INPUT FOR THIS TASK
---

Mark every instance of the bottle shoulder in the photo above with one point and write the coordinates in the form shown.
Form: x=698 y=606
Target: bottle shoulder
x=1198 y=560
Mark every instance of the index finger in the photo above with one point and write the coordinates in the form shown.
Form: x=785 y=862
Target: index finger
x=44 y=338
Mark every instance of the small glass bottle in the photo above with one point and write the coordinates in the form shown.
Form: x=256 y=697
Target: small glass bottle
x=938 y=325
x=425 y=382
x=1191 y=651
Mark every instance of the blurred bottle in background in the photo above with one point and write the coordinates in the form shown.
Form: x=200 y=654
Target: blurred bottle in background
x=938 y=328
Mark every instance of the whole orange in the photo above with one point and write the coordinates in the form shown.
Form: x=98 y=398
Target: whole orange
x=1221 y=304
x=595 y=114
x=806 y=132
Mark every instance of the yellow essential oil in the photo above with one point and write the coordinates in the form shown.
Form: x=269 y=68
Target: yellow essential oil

---

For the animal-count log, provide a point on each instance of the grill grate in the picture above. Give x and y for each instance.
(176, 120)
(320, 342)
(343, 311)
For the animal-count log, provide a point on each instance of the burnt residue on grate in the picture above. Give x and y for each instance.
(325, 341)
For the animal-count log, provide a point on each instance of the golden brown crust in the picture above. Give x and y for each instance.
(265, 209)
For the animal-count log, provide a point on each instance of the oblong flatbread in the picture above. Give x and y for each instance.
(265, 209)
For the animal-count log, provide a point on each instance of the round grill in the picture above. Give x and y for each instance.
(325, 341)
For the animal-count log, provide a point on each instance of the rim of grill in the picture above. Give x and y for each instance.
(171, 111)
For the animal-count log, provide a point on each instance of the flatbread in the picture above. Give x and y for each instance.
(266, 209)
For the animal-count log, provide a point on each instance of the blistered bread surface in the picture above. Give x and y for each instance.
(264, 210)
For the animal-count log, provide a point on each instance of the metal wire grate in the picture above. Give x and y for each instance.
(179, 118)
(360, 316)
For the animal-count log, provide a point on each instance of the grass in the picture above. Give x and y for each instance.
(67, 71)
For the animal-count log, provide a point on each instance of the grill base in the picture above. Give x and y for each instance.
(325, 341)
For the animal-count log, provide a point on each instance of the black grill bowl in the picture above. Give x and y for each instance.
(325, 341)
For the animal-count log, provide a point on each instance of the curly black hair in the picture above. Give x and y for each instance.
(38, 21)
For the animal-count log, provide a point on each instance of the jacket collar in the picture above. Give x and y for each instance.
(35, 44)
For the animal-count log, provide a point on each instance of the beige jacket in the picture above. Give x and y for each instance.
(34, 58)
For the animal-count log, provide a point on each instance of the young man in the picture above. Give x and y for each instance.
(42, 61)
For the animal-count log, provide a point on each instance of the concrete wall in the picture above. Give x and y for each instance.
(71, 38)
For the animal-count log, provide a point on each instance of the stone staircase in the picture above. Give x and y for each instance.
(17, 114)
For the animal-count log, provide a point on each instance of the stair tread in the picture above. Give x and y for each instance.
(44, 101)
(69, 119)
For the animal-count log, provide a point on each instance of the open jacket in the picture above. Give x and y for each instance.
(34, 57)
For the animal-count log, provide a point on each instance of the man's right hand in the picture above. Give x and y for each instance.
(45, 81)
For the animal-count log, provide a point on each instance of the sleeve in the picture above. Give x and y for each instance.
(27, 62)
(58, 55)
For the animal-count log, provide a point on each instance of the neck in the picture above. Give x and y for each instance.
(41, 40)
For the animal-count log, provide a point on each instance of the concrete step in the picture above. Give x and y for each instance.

---

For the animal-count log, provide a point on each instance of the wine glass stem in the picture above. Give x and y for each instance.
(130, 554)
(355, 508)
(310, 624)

---

STATED PROBLEM
Could you rewrite everything from the line containing "Mark every instance of the yellow" down to the line containing "Target: yellow essential oil", both included, as a numbered list with any blank lines dropped?

FINISHED ANSWER
1. Mark every instance of the yellow essential oil in the photo above with one point and write the coordinates in the form shown.
2. Form: x=269 y=68
3. Target: yellow essential oil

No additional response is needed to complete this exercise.